Data supplied START

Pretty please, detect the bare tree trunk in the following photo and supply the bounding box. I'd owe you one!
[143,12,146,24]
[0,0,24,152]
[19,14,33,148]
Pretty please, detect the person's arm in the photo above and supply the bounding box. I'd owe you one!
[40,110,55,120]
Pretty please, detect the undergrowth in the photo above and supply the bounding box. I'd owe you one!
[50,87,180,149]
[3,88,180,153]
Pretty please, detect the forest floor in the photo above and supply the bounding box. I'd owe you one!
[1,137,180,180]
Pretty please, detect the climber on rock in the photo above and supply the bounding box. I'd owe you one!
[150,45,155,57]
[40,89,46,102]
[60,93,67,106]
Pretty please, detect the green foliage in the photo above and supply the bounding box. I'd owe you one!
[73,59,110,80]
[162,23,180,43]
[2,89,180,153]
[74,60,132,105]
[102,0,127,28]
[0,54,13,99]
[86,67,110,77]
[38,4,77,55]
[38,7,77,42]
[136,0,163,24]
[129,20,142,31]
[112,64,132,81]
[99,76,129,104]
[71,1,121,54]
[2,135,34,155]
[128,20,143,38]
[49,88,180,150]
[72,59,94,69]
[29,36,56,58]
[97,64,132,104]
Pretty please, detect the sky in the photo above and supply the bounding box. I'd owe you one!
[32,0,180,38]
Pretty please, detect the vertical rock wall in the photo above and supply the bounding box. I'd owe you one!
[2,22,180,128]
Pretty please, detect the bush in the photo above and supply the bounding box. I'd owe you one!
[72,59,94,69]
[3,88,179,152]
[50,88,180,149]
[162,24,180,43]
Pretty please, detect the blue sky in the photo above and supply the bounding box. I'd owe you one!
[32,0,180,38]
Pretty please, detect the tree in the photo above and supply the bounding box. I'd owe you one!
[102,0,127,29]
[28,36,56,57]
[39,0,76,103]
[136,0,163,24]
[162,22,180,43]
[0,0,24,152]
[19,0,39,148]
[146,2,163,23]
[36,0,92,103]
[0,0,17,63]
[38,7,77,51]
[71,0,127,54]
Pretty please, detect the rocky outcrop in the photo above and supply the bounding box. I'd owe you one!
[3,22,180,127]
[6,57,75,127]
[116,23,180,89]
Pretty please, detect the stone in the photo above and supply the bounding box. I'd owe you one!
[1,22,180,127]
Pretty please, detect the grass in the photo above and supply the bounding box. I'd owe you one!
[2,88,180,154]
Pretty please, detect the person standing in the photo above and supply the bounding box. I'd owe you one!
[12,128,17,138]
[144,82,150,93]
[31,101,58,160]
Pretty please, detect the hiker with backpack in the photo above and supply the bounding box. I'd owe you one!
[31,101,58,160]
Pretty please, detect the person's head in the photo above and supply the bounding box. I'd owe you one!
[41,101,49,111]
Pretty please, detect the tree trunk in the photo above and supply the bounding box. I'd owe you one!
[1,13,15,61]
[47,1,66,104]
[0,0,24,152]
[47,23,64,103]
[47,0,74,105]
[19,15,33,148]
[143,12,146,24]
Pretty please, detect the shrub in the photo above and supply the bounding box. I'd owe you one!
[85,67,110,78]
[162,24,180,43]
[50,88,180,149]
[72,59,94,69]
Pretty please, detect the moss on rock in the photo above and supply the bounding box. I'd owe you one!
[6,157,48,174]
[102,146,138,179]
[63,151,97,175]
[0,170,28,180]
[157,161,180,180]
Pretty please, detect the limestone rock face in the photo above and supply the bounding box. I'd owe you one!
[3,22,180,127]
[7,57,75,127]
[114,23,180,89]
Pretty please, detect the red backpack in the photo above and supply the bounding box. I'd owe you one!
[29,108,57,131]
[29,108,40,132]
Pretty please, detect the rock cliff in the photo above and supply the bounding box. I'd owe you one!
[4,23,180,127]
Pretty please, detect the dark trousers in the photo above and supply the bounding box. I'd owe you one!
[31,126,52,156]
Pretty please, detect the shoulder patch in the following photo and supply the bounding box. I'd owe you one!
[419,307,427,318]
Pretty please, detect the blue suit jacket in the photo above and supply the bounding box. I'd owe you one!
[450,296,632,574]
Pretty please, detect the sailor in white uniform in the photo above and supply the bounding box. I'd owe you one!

Data supplied END

An exact copy of all the entries is what's needed; write it out.

Solution below
Pretty please, detect the bare tree trunk in the following photo and supply the bounding box. I'd owe you one!
[143,12,146,24]
[0,0,24,152]
[19,14,33,148]
Pretty please, detect the person's arm in the photo above and supply the bounding box. I'd owe you one!
[40,110,55,120]
Pretty please, detect the undergrowth in the photo above and supply the bounding box. I'd owe you one!
[50,87,180,149]
[3,88,180,153]
Pretty please, detect the forest floor in the photo above and supply the bounding box. I'd owe you one!
[1,137,180,180]
Pretty please, detect the climber on rock in the photo above and supply the bounding box. I'd owe you one!
[150,45,155,57]
[40,89,46,102]
[60,93,67,106]
Pretty please, detect the green foliage in the photo above and supply the bounding box. I'd owe you one!
[73,59,110,80]
[162,23,180,43]
[2,89,180,153]
[74,60,132,105]
[102,0,127,28]
[0,54,13,99]
[86,67,110,77]
[38,4,77,55]
[38,7,77,42]
[136,0,163,24]
[129,20,142,31]
[112,64,132,81]
[99,76,129,104]
[71,1,121,54]
[2,135,34,155]
[128,20,143,38]
[49,88,180,150]
[72,59,94,69]
[29,36,56,58]
[97,64,132,104]
Pretty please, detect the sky in the photo above and supply the bounding box. I'd owe you one!
[32,0,180,38]
Pretty please, detect the vertical rock wall in the photo above and supply the bounding box. I'd owe you one!
[2,22,180,128]
Pretty please, detect the bush in the photo above and supply the bounding box. I'd owe you one!
[72,59,94,69]
[3,88,179,152]
[50,88,180,149]
[162,24,180,43]
Pretty please, detect the blue sky in the photo above and supply the bounding box. I'd owe you one!
[32,0,180,38]
Pretty please, detect the tree in the photo above and supply the bounding box. I'd owe you one!
[102,0,127,29]
[28,36,56,57]
[39,0,76,103]
[136,0,163,24]
[162,22,180,43]
[0,0,24,152]
[19,0,39,148]
[146,2,163,23]
[36,0,92,103]
[0,0,17,63]
[38,7,77,51]
[71,0,127,54]
Pretty please, detect the rocky outcrop in the photo above and supply the bounding box. I'd owe you one!
[3,22,180,127]
[6,57,75,127]
[116,23,180,89]
Pretty please, detect the stone in the photo above and supply the bounding box. I'd owe you one!
[1,22,180,127]
Pretty please, detect the grass in the photo above and supply the bounding box. I'd owe you one!
[2,88,180,154]
Pretty please, detect the person standing in the photo above and supply the bounding box. I'd owe you one!
[12,128,17,138]
[144,82,150,93]
[31,101,58,160]
Pretty please, detect the hiker with backpack in the photo above and supply the bounding box. I'd owe you one!
[31,101,58,160]
Pretty please, detect the person's head in the photo above and supply the bounding box. I'd owe you one!
[41,101,49,111]
Pretty please, detect the tree trunk in the photo above and supply the bounding box. I'd owe you one!
[1,13,15,61]
[47,1,66,104]
[0,0,24,152]
[47,23,64,103]
[47,0,74,105]
[19,15,33,148]
[143,12,146,24]
Pretty please, detect the shrub in the photo above and supply the bounding box. I'd owe you one!
[85,67,110,78]
[162,24,180,43]
[50,88,180,149]
[72,59,94,69]
Pretty please, detect the moss on rock in the photo above and supply the bounding box. I'd owe you one!
[6,157,48,174]
[102,146,138,179]
[63,151,97,175]
[0,170,28,180]
[157,161,180,180]
Pretty please, detect the limestone rock face in the photo above and supply the bounding box. I'd owe you one!
[3,22,180,127]
[7,57,75,127]
[114,23,180,89]
Pretty please, detect the red backpack in the photo above and supply the bounding box. I'd owe you one!
[29,108,57,131]
[29,108,40,132]
Pretty please, detect the rock cliff in the photo above and supply the bounding box. I'd owe you one!
[4,23,180,127]
Pretty please, detect the dark trousers in the photo above and supply the bounding box. I'd owe you one!
[31,126,52,156]
Pretty please, detect the shoulder patch in the following photo and supply the bounding box. I'd owe you one!
[419,307,427,318]
Pretty please, detect the blue suit jacket in the photo above and supply the bounding box. I'd owe you one!
[450,296,632,574]
Pretty please, detect the sailor in white uniform in the photo above and supply the bounding box. I'd owe you one!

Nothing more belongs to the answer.